[begin PROVIDED DATA]
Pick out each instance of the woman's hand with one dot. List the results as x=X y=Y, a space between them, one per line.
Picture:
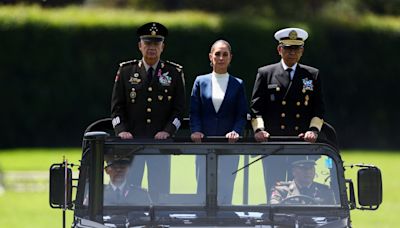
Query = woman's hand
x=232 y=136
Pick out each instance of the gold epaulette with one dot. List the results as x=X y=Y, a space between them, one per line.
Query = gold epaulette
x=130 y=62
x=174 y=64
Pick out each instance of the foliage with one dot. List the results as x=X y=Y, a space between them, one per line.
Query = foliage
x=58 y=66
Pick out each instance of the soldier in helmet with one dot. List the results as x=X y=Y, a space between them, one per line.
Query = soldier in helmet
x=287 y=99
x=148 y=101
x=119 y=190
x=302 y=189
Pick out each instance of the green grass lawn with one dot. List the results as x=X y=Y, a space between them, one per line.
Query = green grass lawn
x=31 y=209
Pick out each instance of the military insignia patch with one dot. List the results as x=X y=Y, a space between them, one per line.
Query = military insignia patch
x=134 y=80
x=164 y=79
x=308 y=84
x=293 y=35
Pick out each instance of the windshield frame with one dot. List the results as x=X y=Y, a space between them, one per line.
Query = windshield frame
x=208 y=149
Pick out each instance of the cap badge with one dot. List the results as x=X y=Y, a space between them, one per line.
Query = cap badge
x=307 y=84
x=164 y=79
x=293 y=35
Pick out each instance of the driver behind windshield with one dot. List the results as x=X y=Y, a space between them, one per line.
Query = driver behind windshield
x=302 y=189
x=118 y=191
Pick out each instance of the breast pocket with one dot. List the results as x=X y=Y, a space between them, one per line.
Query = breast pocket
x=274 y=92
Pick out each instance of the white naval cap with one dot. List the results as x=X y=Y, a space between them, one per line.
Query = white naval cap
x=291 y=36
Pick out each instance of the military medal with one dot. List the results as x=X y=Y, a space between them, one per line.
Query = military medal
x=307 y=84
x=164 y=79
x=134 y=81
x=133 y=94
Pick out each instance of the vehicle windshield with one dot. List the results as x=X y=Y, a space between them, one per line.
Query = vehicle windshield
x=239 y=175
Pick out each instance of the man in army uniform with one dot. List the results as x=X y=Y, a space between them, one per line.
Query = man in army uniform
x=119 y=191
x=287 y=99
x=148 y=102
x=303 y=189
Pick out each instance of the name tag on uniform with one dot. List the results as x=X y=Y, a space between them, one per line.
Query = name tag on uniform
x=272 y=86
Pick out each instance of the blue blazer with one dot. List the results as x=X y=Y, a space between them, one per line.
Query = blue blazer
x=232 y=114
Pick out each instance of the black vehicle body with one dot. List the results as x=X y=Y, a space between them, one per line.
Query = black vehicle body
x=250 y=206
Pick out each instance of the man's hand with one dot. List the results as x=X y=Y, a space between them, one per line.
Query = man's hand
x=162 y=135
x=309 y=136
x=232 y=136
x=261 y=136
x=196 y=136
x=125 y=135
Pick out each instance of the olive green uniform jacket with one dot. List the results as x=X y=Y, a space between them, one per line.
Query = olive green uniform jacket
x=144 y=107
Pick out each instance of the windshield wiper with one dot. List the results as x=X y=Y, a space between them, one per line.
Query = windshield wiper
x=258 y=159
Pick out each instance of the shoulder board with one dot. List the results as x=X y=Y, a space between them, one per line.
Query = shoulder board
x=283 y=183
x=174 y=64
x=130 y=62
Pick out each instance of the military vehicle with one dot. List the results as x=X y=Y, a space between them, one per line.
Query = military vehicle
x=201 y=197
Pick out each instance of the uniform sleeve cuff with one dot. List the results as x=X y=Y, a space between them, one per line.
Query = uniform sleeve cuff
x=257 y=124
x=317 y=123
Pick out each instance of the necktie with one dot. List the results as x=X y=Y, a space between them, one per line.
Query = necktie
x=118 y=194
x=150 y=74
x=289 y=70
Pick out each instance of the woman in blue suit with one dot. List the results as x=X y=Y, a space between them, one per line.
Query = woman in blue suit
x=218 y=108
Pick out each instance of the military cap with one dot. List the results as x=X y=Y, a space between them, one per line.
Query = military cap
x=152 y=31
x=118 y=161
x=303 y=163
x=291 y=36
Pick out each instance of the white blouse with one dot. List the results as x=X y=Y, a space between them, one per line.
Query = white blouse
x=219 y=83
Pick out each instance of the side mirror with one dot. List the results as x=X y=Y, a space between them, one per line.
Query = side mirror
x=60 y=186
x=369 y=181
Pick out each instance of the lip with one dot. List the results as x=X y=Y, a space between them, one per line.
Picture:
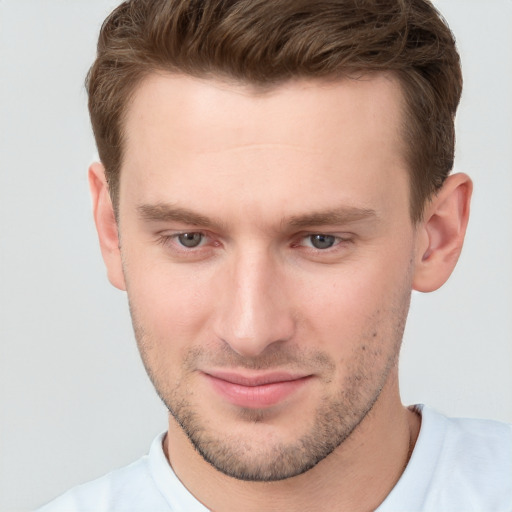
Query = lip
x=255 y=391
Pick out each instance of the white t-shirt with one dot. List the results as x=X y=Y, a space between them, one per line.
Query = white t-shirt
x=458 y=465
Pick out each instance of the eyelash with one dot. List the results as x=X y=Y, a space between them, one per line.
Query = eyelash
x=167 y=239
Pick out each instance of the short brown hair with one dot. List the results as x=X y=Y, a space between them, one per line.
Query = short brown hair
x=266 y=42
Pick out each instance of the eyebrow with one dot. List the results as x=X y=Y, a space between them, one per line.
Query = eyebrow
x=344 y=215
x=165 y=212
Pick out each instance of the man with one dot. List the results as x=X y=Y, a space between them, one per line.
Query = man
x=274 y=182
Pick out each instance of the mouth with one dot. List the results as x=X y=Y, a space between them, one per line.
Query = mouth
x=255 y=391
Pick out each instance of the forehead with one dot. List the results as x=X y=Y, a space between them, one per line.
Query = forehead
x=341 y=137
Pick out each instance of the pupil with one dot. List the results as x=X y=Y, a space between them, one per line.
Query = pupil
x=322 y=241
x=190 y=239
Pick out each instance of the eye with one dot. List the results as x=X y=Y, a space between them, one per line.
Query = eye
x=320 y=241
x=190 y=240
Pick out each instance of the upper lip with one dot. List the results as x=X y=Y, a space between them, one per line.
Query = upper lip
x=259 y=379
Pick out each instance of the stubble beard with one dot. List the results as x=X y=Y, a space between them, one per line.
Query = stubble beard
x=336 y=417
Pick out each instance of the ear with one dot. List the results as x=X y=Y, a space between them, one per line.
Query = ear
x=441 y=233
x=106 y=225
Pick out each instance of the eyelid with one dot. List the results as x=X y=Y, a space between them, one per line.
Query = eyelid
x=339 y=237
[end PROVIDED DATA]
[begin PROVIDED DATA]
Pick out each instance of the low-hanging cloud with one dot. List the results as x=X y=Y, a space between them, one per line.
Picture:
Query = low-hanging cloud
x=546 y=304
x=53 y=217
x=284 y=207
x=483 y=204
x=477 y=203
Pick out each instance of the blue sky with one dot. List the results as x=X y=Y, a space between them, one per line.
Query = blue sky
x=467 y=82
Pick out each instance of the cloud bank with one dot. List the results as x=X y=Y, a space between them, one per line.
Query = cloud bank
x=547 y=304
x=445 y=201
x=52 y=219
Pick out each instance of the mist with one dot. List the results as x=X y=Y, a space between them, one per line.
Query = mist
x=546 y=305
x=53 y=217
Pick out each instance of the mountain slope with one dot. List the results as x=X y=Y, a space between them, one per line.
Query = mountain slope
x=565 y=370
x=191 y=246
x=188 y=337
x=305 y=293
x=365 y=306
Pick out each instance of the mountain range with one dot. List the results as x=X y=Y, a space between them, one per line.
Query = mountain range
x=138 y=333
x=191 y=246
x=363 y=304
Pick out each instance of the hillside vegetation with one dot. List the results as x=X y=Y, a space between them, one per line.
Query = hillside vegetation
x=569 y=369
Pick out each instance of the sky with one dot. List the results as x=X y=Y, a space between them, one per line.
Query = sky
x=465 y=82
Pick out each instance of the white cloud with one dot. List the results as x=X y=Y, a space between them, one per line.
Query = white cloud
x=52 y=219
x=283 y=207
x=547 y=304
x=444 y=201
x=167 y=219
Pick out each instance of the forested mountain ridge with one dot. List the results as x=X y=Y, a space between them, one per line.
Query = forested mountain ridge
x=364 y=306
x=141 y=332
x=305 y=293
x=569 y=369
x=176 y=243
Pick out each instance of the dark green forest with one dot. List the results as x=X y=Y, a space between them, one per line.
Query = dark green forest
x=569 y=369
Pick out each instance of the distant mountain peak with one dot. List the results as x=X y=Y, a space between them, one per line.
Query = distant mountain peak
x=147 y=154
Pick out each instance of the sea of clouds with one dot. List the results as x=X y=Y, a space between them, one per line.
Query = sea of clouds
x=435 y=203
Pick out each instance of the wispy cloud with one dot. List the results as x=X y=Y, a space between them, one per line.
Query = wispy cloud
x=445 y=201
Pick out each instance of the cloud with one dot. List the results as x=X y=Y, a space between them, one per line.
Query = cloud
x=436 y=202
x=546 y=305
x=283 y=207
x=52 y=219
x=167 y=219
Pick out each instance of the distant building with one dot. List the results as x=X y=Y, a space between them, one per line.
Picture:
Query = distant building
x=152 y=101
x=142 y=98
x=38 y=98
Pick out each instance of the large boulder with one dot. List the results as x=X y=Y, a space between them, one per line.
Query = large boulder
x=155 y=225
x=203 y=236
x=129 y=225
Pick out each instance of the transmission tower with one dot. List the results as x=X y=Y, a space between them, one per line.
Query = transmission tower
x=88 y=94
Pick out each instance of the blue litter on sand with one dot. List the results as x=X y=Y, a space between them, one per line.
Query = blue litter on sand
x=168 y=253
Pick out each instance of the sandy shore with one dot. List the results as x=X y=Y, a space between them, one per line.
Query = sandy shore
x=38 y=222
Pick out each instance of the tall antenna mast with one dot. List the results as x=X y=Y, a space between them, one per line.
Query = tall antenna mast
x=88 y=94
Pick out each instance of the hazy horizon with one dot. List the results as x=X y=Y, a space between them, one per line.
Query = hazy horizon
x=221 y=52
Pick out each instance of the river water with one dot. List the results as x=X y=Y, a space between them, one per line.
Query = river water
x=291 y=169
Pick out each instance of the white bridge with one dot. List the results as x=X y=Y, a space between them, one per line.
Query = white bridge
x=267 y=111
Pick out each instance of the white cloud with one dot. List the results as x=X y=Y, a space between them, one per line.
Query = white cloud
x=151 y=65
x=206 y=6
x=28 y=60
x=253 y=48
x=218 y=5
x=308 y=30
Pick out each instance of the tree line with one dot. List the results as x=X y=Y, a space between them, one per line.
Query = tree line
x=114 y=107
[end PROVIDED DATA]
**TASK INSTRUCTIONS:** Present the lines of the material as a numbered list, running from the line that contains "Pick out each instance of the white naval" through the line that contains "x=239 y=175", both included. Leave out any blank lines.

**EXERCISE RESULT:**
1. Pick out each instance of the white naval cap with one dot. List the results as x=X y=Y, a space between them, one per line.
2. Query = white naval cap
3. x=291 y=36
4. Pick out each instance of the military medal with one dot. List the results as x=X y=Y, a space between them, one per line.
5. Query = military medal
6. x=307 y=84
7. x=164 y=79
8. x=134 y=81
9. x=133 y=94
10. Pick out each instance of the vehicle windshield with one dot. List the results as x=X y=Y, a space between them, one per line.
11. Query = vehicle windshield
12. x=239 y=175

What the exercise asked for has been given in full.